Records supplied:
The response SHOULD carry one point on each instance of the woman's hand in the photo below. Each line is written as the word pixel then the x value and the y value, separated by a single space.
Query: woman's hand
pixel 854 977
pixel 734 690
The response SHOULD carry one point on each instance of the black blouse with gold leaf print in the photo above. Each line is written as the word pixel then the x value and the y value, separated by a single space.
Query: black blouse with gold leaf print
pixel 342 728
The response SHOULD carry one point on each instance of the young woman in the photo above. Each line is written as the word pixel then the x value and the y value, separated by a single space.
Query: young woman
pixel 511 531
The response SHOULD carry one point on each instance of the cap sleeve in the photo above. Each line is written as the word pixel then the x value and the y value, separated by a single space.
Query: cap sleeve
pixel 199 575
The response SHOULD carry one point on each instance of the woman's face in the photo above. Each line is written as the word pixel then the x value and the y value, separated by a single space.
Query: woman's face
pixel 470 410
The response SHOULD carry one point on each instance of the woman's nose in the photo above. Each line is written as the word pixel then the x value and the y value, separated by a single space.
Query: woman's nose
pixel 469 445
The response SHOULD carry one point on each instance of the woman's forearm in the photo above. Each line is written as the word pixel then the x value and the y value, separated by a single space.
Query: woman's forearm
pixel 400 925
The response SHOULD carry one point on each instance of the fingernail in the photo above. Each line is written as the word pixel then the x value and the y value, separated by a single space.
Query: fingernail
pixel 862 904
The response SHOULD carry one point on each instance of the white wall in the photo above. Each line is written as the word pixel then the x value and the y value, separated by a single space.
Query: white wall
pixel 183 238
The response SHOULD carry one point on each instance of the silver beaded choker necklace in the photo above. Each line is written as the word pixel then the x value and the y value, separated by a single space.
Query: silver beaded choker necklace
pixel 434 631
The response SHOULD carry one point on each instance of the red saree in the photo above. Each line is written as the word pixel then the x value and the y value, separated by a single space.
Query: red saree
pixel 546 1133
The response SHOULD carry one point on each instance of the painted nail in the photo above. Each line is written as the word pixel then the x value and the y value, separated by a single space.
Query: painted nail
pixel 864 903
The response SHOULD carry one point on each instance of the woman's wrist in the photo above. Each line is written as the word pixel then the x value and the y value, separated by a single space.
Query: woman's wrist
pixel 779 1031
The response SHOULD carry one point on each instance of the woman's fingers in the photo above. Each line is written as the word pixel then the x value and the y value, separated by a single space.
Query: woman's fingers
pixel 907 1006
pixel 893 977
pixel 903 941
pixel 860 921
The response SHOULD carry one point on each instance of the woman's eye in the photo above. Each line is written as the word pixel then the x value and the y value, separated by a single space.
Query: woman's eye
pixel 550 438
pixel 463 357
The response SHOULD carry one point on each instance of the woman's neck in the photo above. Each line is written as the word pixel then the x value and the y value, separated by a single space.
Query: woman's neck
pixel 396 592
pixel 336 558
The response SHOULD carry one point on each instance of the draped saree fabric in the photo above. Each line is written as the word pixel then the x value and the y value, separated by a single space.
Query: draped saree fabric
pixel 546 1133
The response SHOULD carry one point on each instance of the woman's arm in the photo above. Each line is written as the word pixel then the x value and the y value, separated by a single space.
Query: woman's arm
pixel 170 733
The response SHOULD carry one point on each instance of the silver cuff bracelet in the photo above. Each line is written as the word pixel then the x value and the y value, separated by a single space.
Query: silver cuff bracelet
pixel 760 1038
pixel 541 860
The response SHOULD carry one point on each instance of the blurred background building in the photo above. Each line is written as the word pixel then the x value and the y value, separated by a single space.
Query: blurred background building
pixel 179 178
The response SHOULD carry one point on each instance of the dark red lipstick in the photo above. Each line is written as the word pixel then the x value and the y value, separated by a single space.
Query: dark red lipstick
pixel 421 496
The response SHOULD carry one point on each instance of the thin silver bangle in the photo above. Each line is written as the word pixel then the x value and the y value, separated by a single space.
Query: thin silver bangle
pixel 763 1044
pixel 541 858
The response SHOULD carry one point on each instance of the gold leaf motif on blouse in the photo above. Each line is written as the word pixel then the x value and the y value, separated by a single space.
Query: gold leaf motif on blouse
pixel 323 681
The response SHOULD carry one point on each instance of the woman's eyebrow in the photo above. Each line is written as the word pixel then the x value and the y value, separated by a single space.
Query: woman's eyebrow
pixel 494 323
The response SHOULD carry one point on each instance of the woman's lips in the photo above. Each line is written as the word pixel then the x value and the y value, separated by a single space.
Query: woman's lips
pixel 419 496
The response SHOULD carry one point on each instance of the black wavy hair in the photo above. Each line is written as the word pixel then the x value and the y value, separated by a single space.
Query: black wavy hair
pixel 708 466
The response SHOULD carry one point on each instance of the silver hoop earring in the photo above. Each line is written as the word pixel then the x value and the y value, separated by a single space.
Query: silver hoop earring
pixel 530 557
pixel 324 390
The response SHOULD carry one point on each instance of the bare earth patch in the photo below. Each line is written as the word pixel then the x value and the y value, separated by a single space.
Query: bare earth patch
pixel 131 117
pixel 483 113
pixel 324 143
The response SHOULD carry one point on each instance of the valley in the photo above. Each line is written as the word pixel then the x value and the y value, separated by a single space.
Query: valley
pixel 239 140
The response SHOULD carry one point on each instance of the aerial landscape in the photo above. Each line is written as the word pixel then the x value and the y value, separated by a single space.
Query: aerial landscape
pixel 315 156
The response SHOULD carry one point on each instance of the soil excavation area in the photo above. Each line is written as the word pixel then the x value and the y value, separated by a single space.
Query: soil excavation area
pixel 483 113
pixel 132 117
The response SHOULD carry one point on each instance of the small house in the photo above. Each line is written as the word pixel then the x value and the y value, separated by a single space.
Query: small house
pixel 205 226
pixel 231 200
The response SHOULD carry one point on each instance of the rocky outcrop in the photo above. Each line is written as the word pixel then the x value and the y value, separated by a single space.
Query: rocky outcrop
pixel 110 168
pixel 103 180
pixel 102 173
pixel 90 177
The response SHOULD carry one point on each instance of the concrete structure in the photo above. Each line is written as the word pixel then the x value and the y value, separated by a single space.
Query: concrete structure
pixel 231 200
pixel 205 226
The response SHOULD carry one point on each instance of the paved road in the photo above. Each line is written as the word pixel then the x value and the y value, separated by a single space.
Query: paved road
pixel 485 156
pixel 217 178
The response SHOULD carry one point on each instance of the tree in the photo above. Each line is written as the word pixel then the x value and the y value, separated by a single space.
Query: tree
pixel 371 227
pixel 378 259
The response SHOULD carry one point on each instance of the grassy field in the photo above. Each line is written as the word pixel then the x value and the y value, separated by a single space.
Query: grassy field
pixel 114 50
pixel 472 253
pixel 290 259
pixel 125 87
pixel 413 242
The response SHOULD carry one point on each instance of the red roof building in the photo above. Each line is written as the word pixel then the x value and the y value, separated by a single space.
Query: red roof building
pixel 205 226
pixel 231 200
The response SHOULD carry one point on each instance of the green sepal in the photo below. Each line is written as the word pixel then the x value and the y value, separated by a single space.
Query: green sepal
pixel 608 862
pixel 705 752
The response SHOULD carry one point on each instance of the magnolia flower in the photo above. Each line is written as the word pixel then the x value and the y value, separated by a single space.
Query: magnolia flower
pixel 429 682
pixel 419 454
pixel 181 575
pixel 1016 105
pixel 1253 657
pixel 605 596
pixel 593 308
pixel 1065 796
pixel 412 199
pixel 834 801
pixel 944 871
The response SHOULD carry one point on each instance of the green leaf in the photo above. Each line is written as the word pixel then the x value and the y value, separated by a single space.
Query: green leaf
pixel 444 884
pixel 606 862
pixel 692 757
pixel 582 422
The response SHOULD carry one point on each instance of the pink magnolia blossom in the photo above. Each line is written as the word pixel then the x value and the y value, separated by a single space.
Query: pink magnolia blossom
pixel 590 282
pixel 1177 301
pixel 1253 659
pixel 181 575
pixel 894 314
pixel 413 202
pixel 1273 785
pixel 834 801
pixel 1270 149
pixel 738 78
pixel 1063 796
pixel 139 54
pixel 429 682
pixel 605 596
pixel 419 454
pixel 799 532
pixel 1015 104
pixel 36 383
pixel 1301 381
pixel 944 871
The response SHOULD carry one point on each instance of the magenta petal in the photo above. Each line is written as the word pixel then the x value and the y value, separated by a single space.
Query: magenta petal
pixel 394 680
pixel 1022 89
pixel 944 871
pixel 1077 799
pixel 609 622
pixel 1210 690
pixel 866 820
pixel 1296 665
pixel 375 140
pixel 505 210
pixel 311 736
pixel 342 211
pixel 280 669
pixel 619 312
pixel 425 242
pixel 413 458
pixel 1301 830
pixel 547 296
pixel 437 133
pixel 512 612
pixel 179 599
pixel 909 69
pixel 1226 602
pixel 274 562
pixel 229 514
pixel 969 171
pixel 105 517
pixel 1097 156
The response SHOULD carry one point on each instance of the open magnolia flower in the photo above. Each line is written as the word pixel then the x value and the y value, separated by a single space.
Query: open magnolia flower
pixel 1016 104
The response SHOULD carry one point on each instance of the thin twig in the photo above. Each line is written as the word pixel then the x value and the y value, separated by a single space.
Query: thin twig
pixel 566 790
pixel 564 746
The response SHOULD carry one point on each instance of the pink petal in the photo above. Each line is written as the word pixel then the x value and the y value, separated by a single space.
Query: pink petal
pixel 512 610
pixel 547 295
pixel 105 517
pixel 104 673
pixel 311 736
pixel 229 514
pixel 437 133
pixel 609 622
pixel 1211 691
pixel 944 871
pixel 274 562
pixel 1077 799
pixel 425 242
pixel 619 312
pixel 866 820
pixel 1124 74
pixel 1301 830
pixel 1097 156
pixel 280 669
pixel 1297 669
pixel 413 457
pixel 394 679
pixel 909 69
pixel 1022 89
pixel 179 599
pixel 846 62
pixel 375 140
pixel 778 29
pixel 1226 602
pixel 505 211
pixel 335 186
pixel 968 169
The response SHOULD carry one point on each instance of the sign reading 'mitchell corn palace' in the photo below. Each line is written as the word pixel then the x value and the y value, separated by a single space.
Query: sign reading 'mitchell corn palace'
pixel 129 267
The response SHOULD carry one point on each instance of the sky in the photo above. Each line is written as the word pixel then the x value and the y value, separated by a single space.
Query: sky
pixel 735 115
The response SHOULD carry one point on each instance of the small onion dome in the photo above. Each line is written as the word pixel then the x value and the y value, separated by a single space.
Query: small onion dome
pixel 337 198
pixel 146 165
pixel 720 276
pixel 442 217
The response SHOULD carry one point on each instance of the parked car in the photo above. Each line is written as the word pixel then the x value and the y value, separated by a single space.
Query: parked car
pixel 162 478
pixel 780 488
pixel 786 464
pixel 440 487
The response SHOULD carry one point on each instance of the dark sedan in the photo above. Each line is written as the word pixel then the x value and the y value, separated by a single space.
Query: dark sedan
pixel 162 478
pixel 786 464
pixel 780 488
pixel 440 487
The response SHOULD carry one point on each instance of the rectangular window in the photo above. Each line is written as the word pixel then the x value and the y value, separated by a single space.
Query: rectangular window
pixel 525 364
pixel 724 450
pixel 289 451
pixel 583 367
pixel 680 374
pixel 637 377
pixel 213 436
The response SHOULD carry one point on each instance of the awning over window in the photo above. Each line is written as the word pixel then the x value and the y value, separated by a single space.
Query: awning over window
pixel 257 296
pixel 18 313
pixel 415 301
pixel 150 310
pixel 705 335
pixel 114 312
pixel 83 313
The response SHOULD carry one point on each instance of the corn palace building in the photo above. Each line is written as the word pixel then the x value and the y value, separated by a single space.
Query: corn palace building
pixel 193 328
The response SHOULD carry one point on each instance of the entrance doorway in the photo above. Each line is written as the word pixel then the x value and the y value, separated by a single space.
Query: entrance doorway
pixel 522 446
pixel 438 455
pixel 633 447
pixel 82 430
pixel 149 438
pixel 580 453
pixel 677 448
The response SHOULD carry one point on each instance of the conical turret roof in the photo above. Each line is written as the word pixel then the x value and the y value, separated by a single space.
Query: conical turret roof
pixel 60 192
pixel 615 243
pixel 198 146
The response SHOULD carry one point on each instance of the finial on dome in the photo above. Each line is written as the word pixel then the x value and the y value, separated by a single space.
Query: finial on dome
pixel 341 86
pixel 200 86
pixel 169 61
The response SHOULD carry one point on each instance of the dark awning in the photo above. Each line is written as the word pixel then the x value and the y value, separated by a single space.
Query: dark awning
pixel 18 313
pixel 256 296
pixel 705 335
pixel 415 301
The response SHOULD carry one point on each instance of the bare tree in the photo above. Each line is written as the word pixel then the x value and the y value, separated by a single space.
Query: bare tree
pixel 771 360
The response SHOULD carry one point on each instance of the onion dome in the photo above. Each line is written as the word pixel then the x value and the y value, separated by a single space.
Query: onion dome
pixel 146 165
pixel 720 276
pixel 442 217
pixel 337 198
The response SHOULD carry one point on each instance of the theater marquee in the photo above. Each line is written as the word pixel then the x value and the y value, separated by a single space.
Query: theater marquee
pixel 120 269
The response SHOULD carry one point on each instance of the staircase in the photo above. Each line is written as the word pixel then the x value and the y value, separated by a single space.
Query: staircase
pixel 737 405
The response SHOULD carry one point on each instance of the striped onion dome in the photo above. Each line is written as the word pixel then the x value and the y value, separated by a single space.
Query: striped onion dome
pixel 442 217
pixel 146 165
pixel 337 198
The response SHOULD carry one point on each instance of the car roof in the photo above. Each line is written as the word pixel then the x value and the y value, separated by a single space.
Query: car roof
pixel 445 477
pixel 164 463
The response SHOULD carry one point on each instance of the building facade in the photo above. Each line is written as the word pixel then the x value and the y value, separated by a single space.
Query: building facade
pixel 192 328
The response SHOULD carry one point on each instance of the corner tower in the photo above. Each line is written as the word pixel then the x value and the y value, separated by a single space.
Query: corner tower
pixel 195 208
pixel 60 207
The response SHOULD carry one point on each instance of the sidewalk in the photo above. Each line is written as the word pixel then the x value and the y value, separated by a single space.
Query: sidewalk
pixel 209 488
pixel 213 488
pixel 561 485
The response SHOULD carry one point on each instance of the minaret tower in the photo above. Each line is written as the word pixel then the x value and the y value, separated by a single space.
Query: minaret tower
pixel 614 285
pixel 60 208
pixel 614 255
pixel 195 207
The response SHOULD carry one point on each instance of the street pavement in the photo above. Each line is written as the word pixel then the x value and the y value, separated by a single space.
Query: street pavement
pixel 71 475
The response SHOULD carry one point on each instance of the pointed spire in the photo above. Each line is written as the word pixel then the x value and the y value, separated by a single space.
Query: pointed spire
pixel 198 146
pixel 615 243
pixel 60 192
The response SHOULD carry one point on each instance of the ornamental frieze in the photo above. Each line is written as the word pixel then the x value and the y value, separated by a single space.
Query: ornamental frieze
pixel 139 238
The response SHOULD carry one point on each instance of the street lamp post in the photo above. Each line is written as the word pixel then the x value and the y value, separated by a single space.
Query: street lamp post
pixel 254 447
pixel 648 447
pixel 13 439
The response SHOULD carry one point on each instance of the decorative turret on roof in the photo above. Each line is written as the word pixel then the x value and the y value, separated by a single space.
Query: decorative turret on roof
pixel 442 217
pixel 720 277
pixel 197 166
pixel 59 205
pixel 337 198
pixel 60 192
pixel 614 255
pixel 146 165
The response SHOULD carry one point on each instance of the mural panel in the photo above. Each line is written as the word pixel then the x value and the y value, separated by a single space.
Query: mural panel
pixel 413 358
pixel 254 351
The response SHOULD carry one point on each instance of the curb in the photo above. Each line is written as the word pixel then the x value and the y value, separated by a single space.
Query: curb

Your goal:
Return the part of the lines above that opens with the line containing "of the painted" and closes with the line containing "pixel 864 903", both included, copied word for word.

Written solution:
The response SHOULD carry one point on each instance of the painted nail in the photo above. Each line is written as the word pixel then the x value and the y value, separated by a single space.
Query: painted nail
pixel 864 903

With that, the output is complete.